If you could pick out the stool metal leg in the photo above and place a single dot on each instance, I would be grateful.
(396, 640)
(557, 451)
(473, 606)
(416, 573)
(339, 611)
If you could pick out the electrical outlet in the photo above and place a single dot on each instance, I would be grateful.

▶ Prompt
Swap "single dot" for "small marker" throughout the lines above, leaving every other word unchanged.

▶ Complete answer
If you could pick out the stool metal leg in the photo above and place a small marker on each instance, I would be grateful.
(396, 640)
(557, 451)
(473, 606)
(416, 573)
(339, 611)
If you could pick out the electrical outlet in the photo above and place a small marker on each instance, I would be grateful.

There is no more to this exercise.